◆ How to complete this task
Retyping the records exactly, down to the last line, is the whole job.

◆ Dataset records
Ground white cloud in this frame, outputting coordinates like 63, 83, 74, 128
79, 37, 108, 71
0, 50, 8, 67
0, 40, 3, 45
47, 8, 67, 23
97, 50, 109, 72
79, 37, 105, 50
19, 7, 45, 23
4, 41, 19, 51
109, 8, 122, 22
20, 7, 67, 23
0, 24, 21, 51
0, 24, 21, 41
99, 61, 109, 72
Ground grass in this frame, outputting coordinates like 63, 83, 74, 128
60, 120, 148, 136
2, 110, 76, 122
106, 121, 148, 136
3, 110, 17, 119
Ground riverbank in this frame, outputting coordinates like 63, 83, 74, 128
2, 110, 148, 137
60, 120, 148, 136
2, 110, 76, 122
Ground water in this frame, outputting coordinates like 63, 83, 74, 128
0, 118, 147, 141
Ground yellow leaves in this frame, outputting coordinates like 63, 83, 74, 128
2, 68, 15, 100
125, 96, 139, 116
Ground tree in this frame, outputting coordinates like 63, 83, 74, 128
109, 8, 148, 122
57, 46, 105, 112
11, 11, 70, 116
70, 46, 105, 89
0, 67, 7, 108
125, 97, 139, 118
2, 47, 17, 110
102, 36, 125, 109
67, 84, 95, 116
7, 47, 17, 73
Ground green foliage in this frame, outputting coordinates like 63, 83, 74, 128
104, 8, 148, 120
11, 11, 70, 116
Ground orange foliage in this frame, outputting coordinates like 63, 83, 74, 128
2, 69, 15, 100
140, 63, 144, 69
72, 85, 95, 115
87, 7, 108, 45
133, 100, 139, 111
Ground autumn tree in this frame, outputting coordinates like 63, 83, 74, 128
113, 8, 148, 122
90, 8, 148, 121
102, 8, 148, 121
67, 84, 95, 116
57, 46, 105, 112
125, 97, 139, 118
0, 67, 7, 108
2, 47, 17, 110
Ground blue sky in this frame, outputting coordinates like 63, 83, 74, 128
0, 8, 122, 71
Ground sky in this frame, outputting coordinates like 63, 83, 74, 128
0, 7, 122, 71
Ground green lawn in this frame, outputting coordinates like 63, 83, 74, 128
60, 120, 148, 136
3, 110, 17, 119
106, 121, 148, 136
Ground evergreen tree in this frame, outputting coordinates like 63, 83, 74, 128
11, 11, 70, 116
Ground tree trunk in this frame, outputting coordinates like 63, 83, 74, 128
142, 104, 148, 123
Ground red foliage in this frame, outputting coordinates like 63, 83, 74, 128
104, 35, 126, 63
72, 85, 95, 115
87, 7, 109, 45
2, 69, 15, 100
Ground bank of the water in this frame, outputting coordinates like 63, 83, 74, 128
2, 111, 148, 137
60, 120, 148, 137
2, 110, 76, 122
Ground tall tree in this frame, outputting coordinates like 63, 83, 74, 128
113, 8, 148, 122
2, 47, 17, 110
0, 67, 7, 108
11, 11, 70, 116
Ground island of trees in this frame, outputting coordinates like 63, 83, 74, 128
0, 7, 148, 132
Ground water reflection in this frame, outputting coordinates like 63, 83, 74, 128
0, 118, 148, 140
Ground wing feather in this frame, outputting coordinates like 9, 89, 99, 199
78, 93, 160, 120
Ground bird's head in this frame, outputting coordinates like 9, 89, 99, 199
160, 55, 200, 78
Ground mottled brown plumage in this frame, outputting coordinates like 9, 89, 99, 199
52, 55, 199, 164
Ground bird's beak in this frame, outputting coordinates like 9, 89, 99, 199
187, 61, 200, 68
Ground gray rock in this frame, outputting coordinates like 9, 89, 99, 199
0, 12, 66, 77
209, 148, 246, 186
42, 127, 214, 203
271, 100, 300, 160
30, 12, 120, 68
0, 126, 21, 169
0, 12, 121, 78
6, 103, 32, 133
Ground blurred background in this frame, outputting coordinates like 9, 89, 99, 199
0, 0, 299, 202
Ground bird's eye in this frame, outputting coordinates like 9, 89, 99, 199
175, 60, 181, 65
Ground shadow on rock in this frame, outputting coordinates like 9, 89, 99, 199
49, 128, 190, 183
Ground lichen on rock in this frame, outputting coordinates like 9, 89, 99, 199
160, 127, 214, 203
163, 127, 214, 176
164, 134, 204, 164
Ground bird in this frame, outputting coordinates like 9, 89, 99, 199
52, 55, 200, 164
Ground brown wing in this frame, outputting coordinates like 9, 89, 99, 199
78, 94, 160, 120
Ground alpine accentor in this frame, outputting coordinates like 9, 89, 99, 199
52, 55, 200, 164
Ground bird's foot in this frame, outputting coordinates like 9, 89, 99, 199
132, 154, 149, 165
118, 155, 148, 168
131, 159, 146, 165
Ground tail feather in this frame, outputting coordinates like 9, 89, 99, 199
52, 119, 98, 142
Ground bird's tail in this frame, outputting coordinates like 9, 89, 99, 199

◆ The answer
Ground white cloud in this frame, outputting coordinates like 63, 83, 74, 128
79, 37, 108, 71
0, 50, 8, 67
0, 40, 3, 45
47, 8, 67, 23
97, 50, 109, 72
79, 37, 105, 50
19, 7, 45, 23
4, 41, 19, 51
109, 8, 122, 22
20, 7, 67, 23
0, 24, 21, 51
0, 24, 21, 41
99, 61, 109, 72
Ground grass in this frame, outputting coordinates like 63, 83, 74, 128
60, 120, 148, 136
2, 110, 76, 122
106, 121, 148, 136
3, 110, 17, 119
Ground riverbank in this frame, outputting coordinates like 63, 83, 74, 128
2, 110, 148, 137
60, 120, 148, 136
2, 110, 76, 122
Ground water in this frame, outputting coordinates like 63, 83, 74, 128
0, 118, 147, 141
Ground yellow leaves in this frame, outputting coordinates like 63, 83, 74, 128
2, 68, 15, 100
125, 96, 139, 116
Ground tree in this frame, outputting coordinates like 63, 83, 74, 128
109, 8, 148, 122
57, 46, 105, 112
11, 11, 70, 116
70, 46, 105, 89
0, 67, 7, 108
125, 97, 139, 118
2, 47, 17, 110
102, 36, 125, 109
67, 84, 95, 116
7, 47, 17, 73
Ground green foliage in this frame, outputting coordinates like 63, 83, 74, 128
104, 8, 148, 120
11, 11, 70, 116
Ground orange foliage in this frame, outputting coordinates like 63, 83, 74, 128
2, 69, 15, 100
140, 63, 144, 69
72, 85, 95, 115
87, 7, 108, 45
133, 100, 139, 111
Ground autumn tree in this frame, outputting coordinates like 63, 83, 74, 128
113, 8, 148, 122
90, 8, 148, 121
102, 8, 148, 121
67, 84, 95, 116
57, 46, 105, 112
125, 97, 139, 118
0, 67, 7, 108
2, 47, 17, 110
Ground blue sky in this frame, outputting coordinates like 63, 83, 74, 128
0, 8, 122, 71
Ground sky in this frame, outputting coordinates like 63, 83, 74, 128
0, 7, 122, 71
Ground green lawn in this frame, outputting coordinates like 63, 83, 74, 128
60, 120, 148, 136
3, 110, 17, 119
106, 121, 148, 136
Ground evergreen tree in this frame, outputting coordinates like 63, 83, 74, 128
11, 11, 70, 116
Ground tree trunk in this frame, outputting coordinates like 63, 83, 74, 128
142, 104, 148, 123
Ground red foliage in this frame, outputting coordinates like 63, 83, 74, 128
104, 35, 126, 63
72, 85, 95, 115
87, 7, 109, 45
2, 69, 15, 100
Ground bank of the water in this frame, outputting coordinates like 63, 83, 74, 128
2, 111, 148, 137
60, 120, 148, 137
2, 110, 76, 122
Ground tall tree in this frame, outputting coordinates like 63, 83, 74, 128
113, 8, 148, 122
2, 47, 17, 110
0, 67, 7, 108
11, 11, 70, 116
Ground island of trees in this frame, outputting coordinates like 63, 83, 74, 128
0, 7, 148, 132
Ground water reflection in this frame, outputting coordinates like 63, 83, 74, 128
0, 118, 148, 140
Ground wing feather in this frame, outputting coordinates like 9, 89, 99, 199
78, 93, 160, 120
Ground bird's head in this frame, outputting coordinates like 9, 89, 99, 199
160, 55, 200, 78
Ground mottled brown plumage in this frame, outputting coordinates like 9, 89, 99, 199
52, 55, 199, 164
Ground bird's beak in this frame, outputting coordinates like 9, 89, 99, 199
187, 61, 200, 68
Ground gray rock in this frame, outputting coordinates like 9, 89, 99, 199
0, 12, 66, 77
209, 148, 246, 186
42, 127, 214, 203
271, 100, 300, 160
30, 12, 120, 68
0, 126, 21, 169
0, 12, 121, 78
6, 103, 32, 133
Ground blurred background in this frame, outputting coordinates like 9, 89, 99, 199
0, 0, 299, 202
Ground bird's eye in this frame, outputting coordinates like 9, 89, 99, 199
175, 60, 181, 65
Ground shadow on rock in this frame, outputting coordinates like 9, 89, 99, 199
49, 128, 190, 183
Ground lichen on rock in this frame, outputting coordinates like 9, 89, 99, 199
160, 127, 214, 203
163, 127, 214, 176
164, 134, 204, 164
Ground bird in this frame, outputting coordinates like 9, 89, 99, 199
52, 55, 200, 164
Ground brown wing in this frame, outputting coordinates like 9, 89, 99, 199
78, 94, 160, 120
Ground alpine accentor in this frame, outputting coordinates like 9, 89, 99, 199
52, 55, 200, 164
Ground bird's foot in this frame, outputting coordinates like 9, 89, 99, 199
132, 154, 149, 165
118, 155, 148, 168
131, 159, 146, 165
Ground tail feather in this frame, outputting coordinates like 9, 89, 99, 199
52, 119, 98, 142
Ground bird's tail in this frame, outputting coordinates like 9, 89, 99, 199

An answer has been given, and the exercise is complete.